Page text:
---
By Paul Mildenstein, CEO, Liberis
Despite the rapid growth of the alternative finance sector, doubling year on year since 2012 and now funding some £1.74 billion, small businesses are still missing out on getting much needed finance.
Although larger companies are again beginning to access the finance they need, the banks aren’t lending as much as they once did to small firms, and it’s unlikely they ever will again. Latest figures by the Bank of England show that net lending to small and medium-sized businesses through the Funding for Lending Scheme was down again in the final quarter of last year with a fall of £810m. For many, especially young and new businesses, the bank door remains firmly shut and for those that do approach them, the rejection rate is estimated to be 50 per cent. A good proportion of these are actually viable and are rejected because they don’t meet the risk profiles of the largest banks.
Interestingly though, they remain the first port of call for the majority of small businesses seeking funding and a bank loan remains the most popular product choice.
---
Provided records:
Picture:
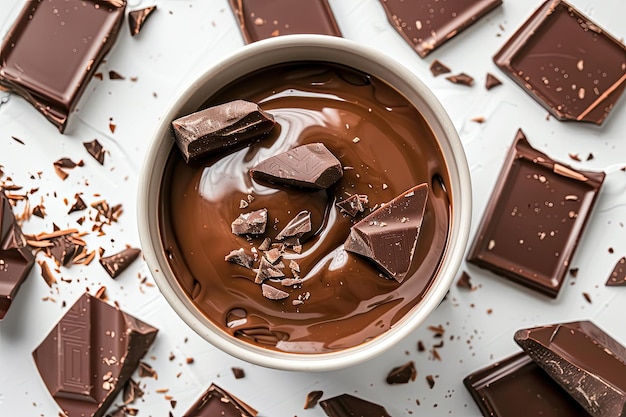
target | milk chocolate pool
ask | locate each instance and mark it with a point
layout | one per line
(385, 147)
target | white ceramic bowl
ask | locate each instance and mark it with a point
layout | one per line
(299, 48)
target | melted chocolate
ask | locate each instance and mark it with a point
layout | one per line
(343, 300)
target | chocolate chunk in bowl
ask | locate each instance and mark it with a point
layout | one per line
(291, 78)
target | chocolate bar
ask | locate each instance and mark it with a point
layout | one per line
(89, 356)
(534, 219)
(584, 360)
(53, 50)
(566, 62)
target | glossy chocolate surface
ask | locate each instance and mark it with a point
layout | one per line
(343, 300)
(566, 62)
(534, 219)
(53, 49)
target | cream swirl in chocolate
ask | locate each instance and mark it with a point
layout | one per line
(385, 147)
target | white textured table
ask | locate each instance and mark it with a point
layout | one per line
(181, 40)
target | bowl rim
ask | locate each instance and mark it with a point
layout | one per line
(330, 49)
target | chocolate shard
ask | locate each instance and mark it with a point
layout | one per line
(388, 236)
(216, 401)
(16, 257)
(54, 82)
(220, 127)
(252, 223)
(307, 166)
(346, 405)
(566, 62)
(117, 263)
(584, 360)
(89, 356)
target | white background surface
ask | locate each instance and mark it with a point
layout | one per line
(184, 37)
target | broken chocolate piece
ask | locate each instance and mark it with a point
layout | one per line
(532, 224)
(16, 257)
(402, 374)
(220, 127)
(308, 166)
(216, 401)
(117, 263)
(388, 236)
(40, 60)
(90, 354)
(426, 26)
(262, 20)
(517, 386)
(137, 18)
(566, 62)
(584, 360)
(252, 223)
(346, 405)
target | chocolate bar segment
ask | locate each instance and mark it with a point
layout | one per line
(518, 387)
(584, 360)
(534, 219)
(566, 62)
(388, 236)
(89, 356)
(426, 25)
(220, 127)
(262, 19)
(53, 50)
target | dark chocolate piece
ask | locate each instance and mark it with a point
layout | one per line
(517, 386)
(425, 25)
(16, 257)
(252, 223)
(259, 19)
(220, 127)
(584, 360)
(618, 276)
(534, 218)
(90, 354)
(388, 236)
(402, 374)
(308, 166)
(117, 263)
(346, 405)
(566, 62)
(138, 18)
(41, 60)
(216, 401)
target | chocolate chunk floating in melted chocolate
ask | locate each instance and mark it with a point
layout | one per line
(388, 236)
(252, 223)
(116, 264)
(566, 62)
(584, 360)
(402, 374)
(16, 257)
(220, 127)
(518, 387)
(346, 405)
(534, 219)
(261, 19)
(216, 401)
(426, 25)
(138, 18)
(90, 354)
(39, 58)
(308, 166)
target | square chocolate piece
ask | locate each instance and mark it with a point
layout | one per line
(426, 25)
(534, 218)
(566, 62)
(517, 386)
(54, 48)
(263, 19)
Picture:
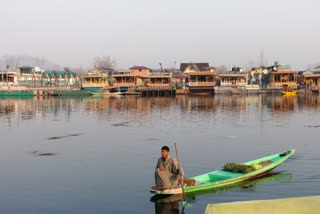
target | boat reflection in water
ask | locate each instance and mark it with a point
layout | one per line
(165, 204)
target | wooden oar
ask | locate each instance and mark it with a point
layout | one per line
(182, 183)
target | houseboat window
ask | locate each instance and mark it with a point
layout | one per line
(291, 77)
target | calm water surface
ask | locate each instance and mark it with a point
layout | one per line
(106, 149)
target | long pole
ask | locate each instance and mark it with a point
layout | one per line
(177, 154)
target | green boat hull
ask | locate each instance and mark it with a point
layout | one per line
(221, 178)
(17, 93)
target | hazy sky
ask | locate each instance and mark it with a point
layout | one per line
(146, 32)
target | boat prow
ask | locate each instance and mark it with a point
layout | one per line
(220, 178)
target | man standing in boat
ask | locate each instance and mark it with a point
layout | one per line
(167, 171)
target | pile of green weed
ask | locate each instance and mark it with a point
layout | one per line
(239, 168)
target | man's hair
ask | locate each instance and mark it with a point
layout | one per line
(165, 148)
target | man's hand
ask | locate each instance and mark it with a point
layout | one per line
(181, 179)
(161, 169)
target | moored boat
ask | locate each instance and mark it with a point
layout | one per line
(221, 178)
(289, 93)
(199, 93)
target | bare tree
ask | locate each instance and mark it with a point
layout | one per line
(105, 62)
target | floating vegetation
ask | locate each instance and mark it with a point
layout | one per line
(315, 126)
(74, 135)
(60, 137)
(46, 154)
(152, 139)
(55, 138)
(121, 124)
(36, 153)
(240, 168)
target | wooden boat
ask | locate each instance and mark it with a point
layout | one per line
(289, 93)
(221, 178)
(106, 93)
(199, 93)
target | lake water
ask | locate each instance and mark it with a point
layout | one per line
(102, 152)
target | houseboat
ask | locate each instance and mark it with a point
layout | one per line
(94, 79)
(201, 77)
(234, 81)
(312, 81)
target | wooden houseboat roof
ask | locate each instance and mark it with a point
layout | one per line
(200, 66)
(285, 72)
(312, 75)
(207, 73)
(230, 74)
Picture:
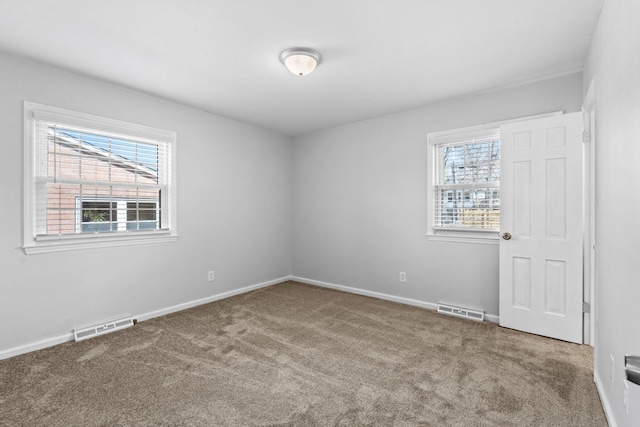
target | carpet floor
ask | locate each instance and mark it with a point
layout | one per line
(299, 355)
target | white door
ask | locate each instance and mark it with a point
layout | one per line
(541, 226)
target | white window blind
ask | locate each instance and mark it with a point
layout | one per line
(93, 179)
(467, 181)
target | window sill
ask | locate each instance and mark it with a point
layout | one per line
(75, 244)
(485, 238)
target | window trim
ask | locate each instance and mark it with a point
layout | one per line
(449, 136)
(45, 244)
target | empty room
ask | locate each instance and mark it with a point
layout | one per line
(356, 212)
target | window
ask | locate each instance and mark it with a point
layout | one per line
(464, 182)
(467, 183)
(91, 181)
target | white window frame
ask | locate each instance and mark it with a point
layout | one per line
(33, 244)
(434, 139)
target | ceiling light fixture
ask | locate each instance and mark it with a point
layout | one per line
(300, 60)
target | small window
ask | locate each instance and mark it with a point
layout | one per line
(91, 181)
(464, 182)
(467, 184)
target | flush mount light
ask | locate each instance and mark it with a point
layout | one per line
(300, 60)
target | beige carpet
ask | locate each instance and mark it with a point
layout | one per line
(294, 354)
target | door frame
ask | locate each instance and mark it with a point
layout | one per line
(590, 263)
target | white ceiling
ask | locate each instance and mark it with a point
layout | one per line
(378, 56)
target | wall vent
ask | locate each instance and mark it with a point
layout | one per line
(102, 328)
(461, 312)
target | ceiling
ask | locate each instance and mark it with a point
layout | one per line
(378, 56)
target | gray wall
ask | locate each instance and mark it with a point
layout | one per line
(234, 213)
(614, 59)
(360, 207)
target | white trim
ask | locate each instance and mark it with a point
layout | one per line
(35, 345)
(402, 300)
(38, 245)
(590, 213)
(60, 339)
(217, 297)
(608, 411)
(466, 237)
(57, 246)
(448, 136)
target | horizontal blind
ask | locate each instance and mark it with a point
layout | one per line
(467, 181)
(91, 181)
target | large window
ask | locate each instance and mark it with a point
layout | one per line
(464, 182)
(467, 184)
(94, 181)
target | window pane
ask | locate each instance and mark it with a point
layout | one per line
(469, 208)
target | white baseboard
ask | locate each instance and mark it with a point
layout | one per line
(388, 297)
(59, 339)
(36, 345)
(608, 412)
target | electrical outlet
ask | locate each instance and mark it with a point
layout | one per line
(613, 372)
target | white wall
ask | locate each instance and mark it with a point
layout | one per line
(614, 59)
(360, 207)
(234, 213)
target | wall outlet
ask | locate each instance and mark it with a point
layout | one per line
(613, 372)
(626, 396)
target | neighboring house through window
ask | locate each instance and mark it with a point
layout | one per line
(464, 182)
(91, 181)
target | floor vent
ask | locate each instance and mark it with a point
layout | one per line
(461, 312)
(103, 328)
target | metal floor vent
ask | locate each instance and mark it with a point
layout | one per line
(103, 328)
(461, 312)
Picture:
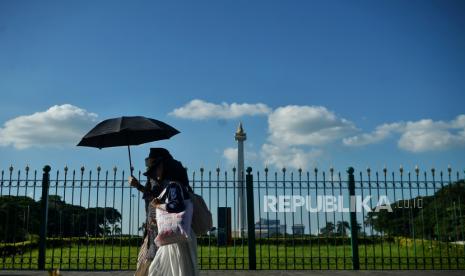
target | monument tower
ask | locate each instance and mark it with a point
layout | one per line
(241, 199)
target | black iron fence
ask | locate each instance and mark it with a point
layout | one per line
(84, 220)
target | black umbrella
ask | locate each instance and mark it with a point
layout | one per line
(127, 131)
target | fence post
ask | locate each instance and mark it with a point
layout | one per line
(250, 220)
(353, 221)
(43, 217)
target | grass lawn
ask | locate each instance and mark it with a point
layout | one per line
(401, 254)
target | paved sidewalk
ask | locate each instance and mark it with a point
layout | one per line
(259, 272)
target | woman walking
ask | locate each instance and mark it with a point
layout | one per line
(179, 258)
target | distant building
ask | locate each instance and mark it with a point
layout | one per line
(298, 229)
(269, 227)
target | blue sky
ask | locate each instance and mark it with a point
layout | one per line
(316, 83)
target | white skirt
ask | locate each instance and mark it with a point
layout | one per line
(177, 259)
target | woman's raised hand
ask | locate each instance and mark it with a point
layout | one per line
(133, 182)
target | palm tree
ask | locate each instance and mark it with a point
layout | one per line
(328, 229)
(342, 227)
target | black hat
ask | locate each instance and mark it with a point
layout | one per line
(157, 155)
(159, 152)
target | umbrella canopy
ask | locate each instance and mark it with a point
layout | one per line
(127, 131)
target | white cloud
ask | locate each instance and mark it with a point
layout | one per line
(418, 136)
(427, 135)
(202, 110)
(289, 157)
(380, 133)
(60, 125)
(306, 125)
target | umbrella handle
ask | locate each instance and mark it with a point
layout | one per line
(130, 162)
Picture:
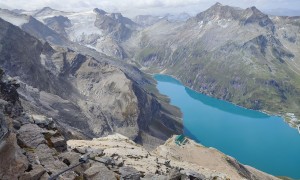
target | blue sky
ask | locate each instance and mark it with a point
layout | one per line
(134, 7)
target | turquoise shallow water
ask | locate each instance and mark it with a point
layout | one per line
(254, 138)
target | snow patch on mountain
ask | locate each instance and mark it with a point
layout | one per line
(13, 18)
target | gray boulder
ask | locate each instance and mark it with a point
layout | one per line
(129, 173)
(31, 135)
(99, 171)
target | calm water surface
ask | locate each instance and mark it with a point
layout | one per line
(254, 138)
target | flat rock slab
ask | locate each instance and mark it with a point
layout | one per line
(99, 171)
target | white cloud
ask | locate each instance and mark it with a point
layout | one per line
(134, 7)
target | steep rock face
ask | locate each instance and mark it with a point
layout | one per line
(229, 53)
(88, 97)
(95, 29)
(58, 24)
(10, 108)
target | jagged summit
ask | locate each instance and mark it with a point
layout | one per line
(218, 4)
(219, 11)
(45, 11)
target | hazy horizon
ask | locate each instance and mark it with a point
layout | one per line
(132, 8)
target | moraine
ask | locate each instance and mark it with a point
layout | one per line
(254, 138)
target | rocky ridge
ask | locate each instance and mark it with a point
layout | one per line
(87, 97)
(168, 161)
(239, 55)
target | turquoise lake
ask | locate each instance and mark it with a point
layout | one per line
(253, 138)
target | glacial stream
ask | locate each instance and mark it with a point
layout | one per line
(253, 138)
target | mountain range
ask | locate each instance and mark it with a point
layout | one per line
(82, 75)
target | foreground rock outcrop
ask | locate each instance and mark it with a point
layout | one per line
(169, 161)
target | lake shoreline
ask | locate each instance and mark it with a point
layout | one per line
(246, 134)
(283, 116)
---
Exercise requirements:
#1 According to the article, what is the estimated rejection rate for small businesses that approach the banks for finance?
#2 Report every row that contains the word "mountain", copying each such row in full; matching is case-sensitive.
The article and the rows were taken from different sources.

Outputs by task:
#1 An estimated 50 percent.

#2
target | snow patch on mountain
target | mountain range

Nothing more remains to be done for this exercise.